This paper describes a hardware implementation of a Free Lossless Audio Codec (fLaC) encoder. The Free Lossless Audio Codec, hereafter referred to as "fLaC", is a popular scheme for losslessly compressing digital audio. The standard, along with an open source reference implementation, is freely available on the internet. It is supported by a large variety of digital playback devices which has led to its widespread popularity. It is the lossless format of choice for digital streaming platforms such as Soundcloud[?], Tidal, and Bandcamp. For these reasons the fLaC format was chosen as a target for hardware optimization.

Whilst there are a number of software implementations of the fLaC encoder and decoder, targeted to both traditional microprocessors, digital signal processors (DSPs), and even GPUs, there are no freely available ASIC or FPGA implementations. Consumer trends point to the desire to have the highest audio and video quality possible. Whilst lossy codecs such as MPEG Layer 3 (MP3) are able to satisfy that desire for now, there is a distinct marketing advantage to recording lossless audio in consumer electronics. An efficient and low power hardware implementation will allow portable and embedded devices to very cheaply support beyond real time encoding of large amounts of audio data. Many nations are now in the process of digitising large national audio archives. These audio archives require data to be compressed losslessly in order to preserve content in a format faithful to the original, however, uncompressed lossless data consumes large amounts of space.

Compressed audio has the major benefit of reducing file size by 50% or more, potentially doubling an archive's potential storage space, and reducing the amount of data transmitted over networks. In order to convert large (terabytes) amounts of audio data to a compressed format, a significant amount of computing power is required. A high throughput hardware decoder would reduce the encoding time and power consumed by the encoding process. fLaC is also gaining popularity as a medium for portable audio players. These players are very sensitive to power consumption, thus a hardware implementation would be of great use in reducing the power load of the decoding process. Another potential use case of a hardware encoder would be in a recording studio. Instead of recording audio to an uncompressed format, high quality audio could be encoded in real time as it comes in.

The encoder described within is written in the Verilog hardware description language and is targeted to Altera's Stratix V series of FGPAs. This hardware implementation takes great advantage of the parallelism inherent in the encoding algorithm. The FPGA provides an excellent platform for expressing this parallelism and is able to achieve a speedup of 10x a conventional single core CPU.

.....

> _Your tasks_
**1.** Transcribe the passage from "The encoder described" to "single core CPU." from the text on the hardware fLaC encoder.
**2.** Condense the paragraph beginning "Whilst there are a number of software implementations" from the text on the hardware fLaC encoder into a short bulleted list that keeps its main facts.
**3.** Write the next part of the text on the hardware fLaC encoder, picking up after its final sentence.

.....

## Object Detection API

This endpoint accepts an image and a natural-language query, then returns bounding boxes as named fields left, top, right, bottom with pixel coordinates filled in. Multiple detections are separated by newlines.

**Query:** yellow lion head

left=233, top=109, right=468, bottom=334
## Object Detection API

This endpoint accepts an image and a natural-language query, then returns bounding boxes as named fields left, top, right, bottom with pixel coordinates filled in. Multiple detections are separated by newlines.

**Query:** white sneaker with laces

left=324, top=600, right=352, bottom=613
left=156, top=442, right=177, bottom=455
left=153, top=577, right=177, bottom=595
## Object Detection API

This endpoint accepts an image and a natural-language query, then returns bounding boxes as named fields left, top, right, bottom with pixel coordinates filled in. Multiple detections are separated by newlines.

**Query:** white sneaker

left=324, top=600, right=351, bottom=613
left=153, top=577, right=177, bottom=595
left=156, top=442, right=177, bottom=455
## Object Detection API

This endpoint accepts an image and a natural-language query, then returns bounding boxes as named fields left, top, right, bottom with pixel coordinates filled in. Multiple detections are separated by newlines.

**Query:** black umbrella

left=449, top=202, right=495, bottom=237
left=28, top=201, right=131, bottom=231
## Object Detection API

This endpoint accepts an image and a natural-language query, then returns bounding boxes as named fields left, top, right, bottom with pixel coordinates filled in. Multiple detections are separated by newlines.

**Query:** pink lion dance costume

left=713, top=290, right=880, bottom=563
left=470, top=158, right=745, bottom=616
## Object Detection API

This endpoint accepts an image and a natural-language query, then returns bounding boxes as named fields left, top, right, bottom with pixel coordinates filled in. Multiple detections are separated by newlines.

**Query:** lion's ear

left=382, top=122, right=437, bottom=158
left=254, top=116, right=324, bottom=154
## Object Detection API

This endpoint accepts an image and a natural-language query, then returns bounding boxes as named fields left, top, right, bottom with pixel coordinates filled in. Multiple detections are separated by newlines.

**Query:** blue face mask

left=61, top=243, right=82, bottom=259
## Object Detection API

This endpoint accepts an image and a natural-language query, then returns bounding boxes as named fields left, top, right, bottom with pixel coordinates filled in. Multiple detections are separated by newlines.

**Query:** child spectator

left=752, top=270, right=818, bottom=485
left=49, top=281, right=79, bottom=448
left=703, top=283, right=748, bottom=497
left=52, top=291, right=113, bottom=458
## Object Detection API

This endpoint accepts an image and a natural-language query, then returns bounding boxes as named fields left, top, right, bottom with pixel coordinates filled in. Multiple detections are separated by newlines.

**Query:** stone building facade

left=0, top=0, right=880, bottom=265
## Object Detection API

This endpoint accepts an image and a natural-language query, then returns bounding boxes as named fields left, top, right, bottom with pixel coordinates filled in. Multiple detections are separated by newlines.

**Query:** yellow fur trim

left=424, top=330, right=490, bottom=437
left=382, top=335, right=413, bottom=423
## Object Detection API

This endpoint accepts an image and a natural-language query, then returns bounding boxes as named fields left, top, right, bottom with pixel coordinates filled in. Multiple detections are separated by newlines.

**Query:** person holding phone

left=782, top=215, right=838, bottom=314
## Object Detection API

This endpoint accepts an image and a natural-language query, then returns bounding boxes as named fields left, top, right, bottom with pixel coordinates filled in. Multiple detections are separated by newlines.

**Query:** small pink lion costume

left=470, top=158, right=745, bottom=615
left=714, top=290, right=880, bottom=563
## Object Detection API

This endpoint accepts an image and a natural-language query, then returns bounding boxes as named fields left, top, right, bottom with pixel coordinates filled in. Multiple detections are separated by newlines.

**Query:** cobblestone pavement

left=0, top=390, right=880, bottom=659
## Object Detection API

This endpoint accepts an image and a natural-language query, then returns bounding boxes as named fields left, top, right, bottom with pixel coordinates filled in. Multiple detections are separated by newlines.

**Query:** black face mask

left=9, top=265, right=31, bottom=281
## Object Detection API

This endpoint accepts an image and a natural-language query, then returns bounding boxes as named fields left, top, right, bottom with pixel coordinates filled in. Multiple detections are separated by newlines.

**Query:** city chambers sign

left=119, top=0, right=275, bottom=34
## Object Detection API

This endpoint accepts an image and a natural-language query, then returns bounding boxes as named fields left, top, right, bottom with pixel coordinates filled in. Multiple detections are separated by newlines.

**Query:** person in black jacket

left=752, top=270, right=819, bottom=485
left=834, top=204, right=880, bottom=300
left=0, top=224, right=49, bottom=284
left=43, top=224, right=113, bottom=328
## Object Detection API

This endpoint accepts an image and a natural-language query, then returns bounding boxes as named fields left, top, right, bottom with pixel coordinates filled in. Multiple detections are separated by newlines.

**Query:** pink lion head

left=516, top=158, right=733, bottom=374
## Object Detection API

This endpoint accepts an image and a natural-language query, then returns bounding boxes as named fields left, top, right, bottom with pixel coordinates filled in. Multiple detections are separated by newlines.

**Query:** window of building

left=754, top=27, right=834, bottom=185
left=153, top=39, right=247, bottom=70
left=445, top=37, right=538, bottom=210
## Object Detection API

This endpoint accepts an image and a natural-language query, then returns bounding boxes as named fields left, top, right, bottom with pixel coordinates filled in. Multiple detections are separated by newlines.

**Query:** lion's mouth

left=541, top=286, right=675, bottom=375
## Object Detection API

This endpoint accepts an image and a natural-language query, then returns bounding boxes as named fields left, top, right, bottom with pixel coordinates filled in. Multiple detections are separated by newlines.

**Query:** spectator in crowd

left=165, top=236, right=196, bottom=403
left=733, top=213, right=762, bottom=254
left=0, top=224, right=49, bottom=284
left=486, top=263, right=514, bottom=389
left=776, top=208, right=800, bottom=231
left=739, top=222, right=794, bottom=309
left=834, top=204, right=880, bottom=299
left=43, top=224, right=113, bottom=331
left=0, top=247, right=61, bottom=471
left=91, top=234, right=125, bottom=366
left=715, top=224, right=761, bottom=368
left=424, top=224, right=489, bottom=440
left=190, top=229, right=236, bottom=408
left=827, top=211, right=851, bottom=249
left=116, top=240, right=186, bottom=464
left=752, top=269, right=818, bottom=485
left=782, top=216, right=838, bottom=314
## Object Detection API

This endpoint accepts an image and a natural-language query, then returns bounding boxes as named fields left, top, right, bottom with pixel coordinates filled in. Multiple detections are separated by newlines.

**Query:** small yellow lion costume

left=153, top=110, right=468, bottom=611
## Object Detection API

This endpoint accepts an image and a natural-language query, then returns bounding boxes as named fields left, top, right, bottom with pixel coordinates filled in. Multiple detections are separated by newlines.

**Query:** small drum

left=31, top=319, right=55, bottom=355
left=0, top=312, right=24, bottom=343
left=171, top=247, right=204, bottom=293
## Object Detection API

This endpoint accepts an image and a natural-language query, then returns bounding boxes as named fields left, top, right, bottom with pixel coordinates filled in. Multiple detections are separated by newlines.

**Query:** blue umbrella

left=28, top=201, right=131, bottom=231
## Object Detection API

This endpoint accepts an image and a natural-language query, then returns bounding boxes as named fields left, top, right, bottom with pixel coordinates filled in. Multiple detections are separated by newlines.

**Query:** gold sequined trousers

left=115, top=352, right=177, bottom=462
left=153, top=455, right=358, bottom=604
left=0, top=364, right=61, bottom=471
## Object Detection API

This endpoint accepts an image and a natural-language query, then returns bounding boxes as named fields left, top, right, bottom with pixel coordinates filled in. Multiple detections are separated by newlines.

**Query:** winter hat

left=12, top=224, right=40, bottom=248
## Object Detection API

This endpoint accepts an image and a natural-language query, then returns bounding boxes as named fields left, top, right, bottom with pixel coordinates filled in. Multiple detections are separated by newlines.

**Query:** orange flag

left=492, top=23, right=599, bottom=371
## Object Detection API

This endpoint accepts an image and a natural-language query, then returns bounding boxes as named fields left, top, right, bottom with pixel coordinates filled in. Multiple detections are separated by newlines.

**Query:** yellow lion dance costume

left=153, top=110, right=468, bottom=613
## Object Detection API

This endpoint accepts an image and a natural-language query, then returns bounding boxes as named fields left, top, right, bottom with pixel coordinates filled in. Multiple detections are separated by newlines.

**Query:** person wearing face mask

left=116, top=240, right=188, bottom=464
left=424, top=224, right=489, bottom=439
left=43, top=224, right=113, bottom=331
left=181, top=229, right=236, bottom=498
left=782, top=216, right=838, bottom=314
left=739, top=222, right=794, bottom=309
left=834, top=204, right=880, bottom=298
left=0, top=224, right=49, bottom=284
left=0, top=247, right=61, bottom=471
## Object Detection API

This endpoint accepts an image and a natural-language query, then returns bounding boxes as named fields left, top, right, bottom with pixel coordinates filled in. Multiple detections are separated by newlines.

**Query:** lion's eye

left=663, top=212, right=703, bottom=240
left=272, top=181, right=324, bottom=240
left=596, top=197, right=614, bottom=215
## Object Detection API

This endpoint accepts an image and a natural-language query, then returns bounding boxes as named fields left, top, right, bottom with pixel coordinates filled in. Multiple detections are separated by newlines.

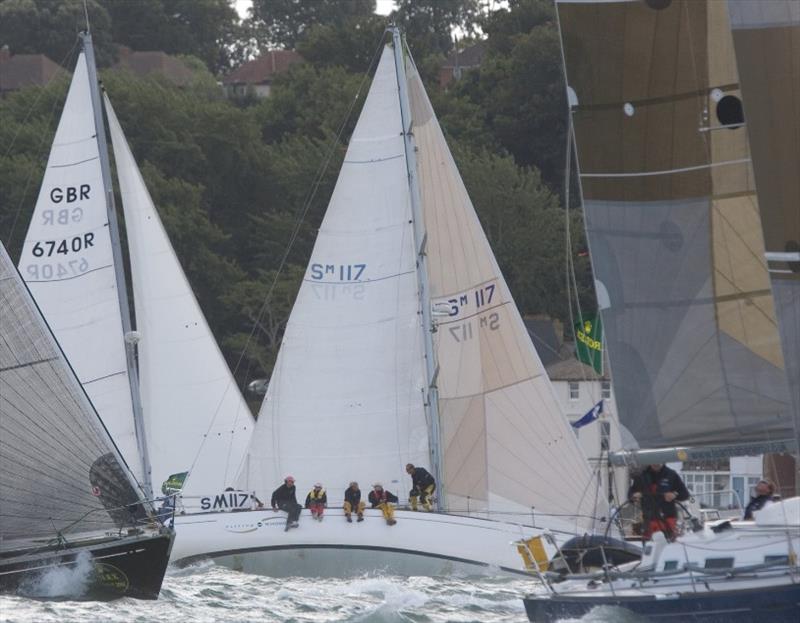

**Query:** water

left=0, top=563, right=636, bottom=623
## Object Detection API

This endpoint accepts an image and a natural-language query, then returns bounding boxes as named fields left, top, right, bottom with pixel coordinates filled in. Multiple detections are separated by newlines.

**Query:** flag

left=572, top=400, right=603, bottom=428
left=575, top=316, right=603, bottom=374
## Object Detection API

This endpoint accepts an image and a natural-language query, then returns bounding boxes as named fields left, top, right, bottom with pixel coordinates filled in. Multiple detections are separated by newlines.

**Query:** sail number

left=447, top=312, right=500, bottom=342
left=31, top=232, right=94, bottom=257
left=447, top=283, right=495, bottom=316
left=311, top=264, right=367, bottom=281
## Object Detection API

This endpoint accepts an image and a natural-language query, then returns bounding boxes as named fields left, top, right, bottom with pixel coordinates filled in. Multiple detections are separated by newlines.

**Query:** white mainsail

left=19, top=53, right=142, bottom=481
left=104, top=96, right=253, bottom=496
left=241, top=49, right=429, bottom=504
left=242, top=42, right=595, bottom=528
left=407, top=57, right=602, bottom=523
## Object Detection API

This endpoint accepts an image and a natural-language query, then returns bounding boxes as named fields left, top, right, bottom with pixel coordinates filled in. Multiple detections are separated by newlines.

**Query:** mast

left=80, top=31, right=153, bottom=499
left=388, top=26, right=444, bottom=506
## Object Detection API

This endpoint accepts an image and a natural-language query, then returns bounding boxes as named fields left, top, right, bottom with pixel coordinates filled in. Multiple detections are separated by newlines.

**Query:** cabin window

left=717, top=95, right=744, bottom=130
left=569, top=381, right=581, bottom=400
left=705, top=558, right=733, bottom=569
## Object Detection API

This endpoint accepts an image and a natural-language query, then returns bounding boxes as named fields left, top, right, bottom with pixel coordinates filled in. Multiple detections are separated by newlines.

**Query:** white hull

left=171, top=509, right=573, bottom=577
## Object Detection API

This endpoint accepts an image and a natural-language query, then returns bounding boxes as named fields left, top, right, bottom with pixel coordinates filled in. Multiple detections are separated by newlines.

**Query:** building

left=222, top=50, right=303, bottom=97
left=113, top=46, right=194, bottom=87
left=0, top=46, right=66, bottom=97
left=439, top=41, right=486, bottom=88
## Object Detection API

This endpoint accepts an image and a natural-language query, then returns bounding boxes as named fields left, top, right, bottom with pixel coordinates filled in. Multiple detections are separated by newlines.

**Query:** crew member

left=628, top=463, right=689, bottom=541
left=369, top=482, right=404, bottom=526
left=406, top=463, right=436, bottom=512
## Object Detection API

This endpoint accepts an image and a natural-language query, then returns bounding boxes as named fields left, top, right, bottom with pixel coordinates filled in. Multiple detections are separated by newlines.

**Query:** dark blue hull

left=523, top=584, right=800, bottom=623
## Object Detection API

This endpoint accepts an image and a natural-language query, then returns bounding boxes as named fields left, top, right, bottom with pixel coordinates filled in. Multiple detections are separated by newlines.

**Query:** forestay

left=104, top=97, right=253, bottom=495
left=0, top=244, right=139, bottom=553
left=240, top=48, right=430, bottom=504
left=728, top=0, right=800, bottom=444
left=557, top=0, right=796, bottom=448
left=19, top=53, right=142, bottom=480
left=407, top=57, right=602, bottom=527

.....

> _Task responses_
**1.**
The encoder described within is written in the Verilog hardware description language and is targeted to Altera's Stratix V series of FGPAs. This hardware implementation takes great advantage of the parallelism inherent in the encoding algorithm. The FPGA provides an excellent platform for expressing this parallelism and is able to achieve a speedup of 10x a conventional single core CPU.

**2.**
- Software fLaC encoders and decoders exist for traditional microprocessors, DSPs, and GPUs, but no ASIC or FPGA implementation is freely available.
- Consumers want the highest possible audio and video quality. Lossy codecs such as MP3 meet this demand for now, but recording lossless audio gives consumer electronics a distinct marketing advantage.
- An efficient, low-power hardware implementation would let portable and embedded devices cheaply encode large amounts of audio faster than real time.
- Many nations are digitizing large national audio archives. These archives need lossless compression to stay faithful to the original, and uncompressed lossless data takes up large amounts of space.

**3.**
## 2 Purpose

The main purpose of this thesis is to provide a case study in implementing software algorithms on FPGA hardware. The thesis demonstrates the impressive performance gains that can be achieved through FPGA implementations.

## 3 Paper Organisation

This paper is divided into three main sections. First a description of audio compression algorithms and the fLaC algorithm in particular is provided. This includes a review of the theory of linear prediction and entropy coding which are central to the fLaC compression method. A short review of prior work in implementing audio encoding algorithms on FPGAs is provided. The bulk of the thesis is devoted to a description of the implemented hardware design, providing an overview of each of the main modules. Finally a performance comparison between the hardware implementation and the software implementation of the fLaC algorithm is given. The conclusion follows.

## 4 Audio Compression



Figure 1: Taxonomy of Audio Compression Schemes

As with any compression scheme, the goal of audio compression is to use the minimum number of bits to represent the maximum amount of data. There are two broad classes of schemes within the audio compression taxonomy that are used to achieve this: lossy and lossless encoding. Lossy encoding reduces the amount of bits used by discarding audio information that is deemed to be irrelevant to the underlying signal. The MPEG-3 format is a particularly well known example of a lossy compression scheme.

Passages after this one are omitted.